• **ТЕКСТ ДЛЯ ЧТЕНИЯ**
"""

ХХ век — страшный век. Правильно сказала Цветаева в одном из своих стихотворений — «грозный век». Это Первая мировая война, когда впервые весь мир воевал против всего мира, включая Австралию. Это появление фашистских партий — в Германии, Италии, Испании. Это Вторая мировая война. Впервые в истории человечества появились средства массового уничтожения. Во время Первой мировой войны был применен газ иприт. Затем появился пулемет. В начале века мечта человечества подняться в воздух и парить, подобно Икару, была осуществлена братьями Райт. Но очень скоро самолет превратился в самое грозное орудие войны, сеющее смерть с небес. Потом была изобретена атомная бомба. Да, это век больших перемен. Не лучших перемен, нет.

"""

• **ЗАДАНИЯ**
1: Ответьте на вопросы по тексту о ХХ веке.
(а) Какой газ применили во время Первой мировой войны?
(б) Кто осуществил мечту человечества подняться в воздух?
(в) В каких странах появились фашистские партии?
2: Перепишите из текста о ХХ веке отрывок от «ХХ век — страшный» до «лучших перемен, нет.» без изменений.

• **СПИСОК ДАННЫХ**
"""

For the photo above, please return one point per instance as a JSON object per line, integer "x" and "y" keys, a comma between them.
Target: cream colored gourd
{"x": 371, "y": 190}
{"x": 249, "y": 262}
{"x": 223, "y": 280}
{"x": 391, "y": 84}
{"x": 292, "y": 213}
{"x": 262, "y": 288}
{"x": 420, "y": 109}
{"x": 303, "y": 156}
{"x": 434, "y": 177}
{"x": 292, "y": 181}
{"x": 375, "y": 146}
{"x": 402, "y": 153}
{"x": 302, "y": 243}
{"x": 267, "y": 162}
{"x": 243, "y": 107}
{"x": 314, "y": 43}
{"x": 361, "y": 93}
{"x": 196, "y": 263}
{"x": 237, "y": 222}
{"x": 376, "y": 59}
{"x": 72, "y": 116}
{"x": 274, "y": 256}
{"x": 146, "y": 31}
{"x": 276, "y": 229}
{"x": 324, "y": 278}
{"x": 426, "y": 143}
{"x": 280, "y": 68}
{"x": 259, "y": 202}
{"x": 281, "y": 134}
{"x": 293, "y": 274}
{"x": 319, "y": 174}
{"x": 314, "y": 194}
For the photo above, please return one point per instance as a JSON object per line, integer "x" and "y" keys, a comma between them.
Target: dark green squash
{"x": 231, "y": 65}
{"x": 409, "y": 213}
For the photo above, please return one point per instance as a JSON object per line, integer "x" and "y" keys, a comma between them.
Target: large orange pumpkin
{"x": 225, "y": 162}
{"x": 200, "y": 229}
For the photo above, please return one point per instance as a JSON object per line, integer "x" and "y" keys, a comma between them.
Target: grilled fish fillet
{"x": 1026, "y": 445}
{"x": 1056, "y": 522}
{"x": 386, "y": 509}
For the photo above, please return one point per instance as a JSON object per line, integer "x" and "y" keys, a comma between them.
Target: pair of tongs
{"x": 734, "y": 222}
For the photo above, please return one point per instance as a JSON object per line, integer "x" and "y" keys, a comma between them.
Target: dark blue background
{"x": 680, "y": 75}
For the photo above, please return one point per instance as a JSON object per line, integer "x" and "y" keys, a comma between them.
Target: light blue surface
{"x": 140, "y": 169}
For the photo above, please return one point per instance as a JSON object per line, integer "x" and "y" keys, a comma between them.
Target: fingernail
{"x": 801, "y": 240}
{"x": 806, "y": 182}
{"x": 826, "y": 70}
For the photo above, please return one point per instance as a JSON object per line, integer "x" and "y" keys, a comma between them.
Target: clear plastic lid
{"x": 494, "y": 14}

"""

• **ОТВЕТЫ**
1:
(а) Газ иприт.
(б) Братья Райт.
(в) В Германии, Италии и Испании.

2:
ХХ век — страшный век. Правильно сказала Цветаева в одном из своих стихотворений — «грозный век». Это Первая мировая война, когда впервые весь мир воевал против всего мира, включая Австралию. Это появление фашистских партий — в Германии, Италии, Испании. Это Вторая мировая война. Впервые в истории человечества появились средства массового уничтожения. Во время Первой мировой войны был применен газ иприт. Затем появился пулемет. В начале века мечта человечества подняться в воздух и парить, подобно Икару, была осуществлена братьями Райт. Но очень скоро самолет превратился в самое грозное орудие войны, сеющее смерть с небес. Потом была изобретена атомная бомба. Да, это век больших перемен. Не лучших перемен, нет.